Data extracted from a collection
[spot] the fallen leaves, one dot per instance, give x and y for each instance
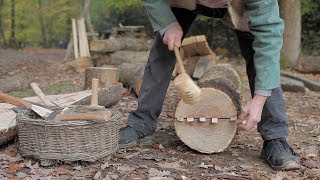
(13, 167)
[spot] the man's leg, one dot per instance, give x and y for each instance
(157, 76)
(273, 126)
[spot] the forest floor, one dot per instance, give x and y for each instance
(169, 158)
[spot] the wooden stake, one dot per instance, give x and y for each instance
(75, 39)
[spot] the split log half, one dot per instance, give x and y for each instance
(106, 75)
(131, 75)
(196, 46)
(214, 125)
(134, 57)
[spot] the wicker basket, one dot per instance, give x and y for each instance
(67, 141)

What you have to do> Scale the lines above by writing out every one of them again, with the wording kept as it is. Multiply each x and y coordinate in the answers by 2.4 and round to whole numbers, with halves rounded up, and leave the pictures out.

Solution>
[spot] the fallen leaves, one dot per instance, give x and y for each instance
(31, 401)
[spot] the man's leg, one dot per instance, give x and y for each instance
(377, 182)
(655, 302)
[spot] the forest floor, one dot per instance, give x and y for each instance
(406, 379)
[spot] the wooden stake, one dot per instance, give x and y for each instance
(180, 94)
[spot] the split log half, one dot per instance, give x and y for each instance
(254, 180)
(314, 180)
(470, 110)
(514, 300)
(322, 137)
[spot] the wicker basket, one dot per instance, give x and y for each instance
(161, 338)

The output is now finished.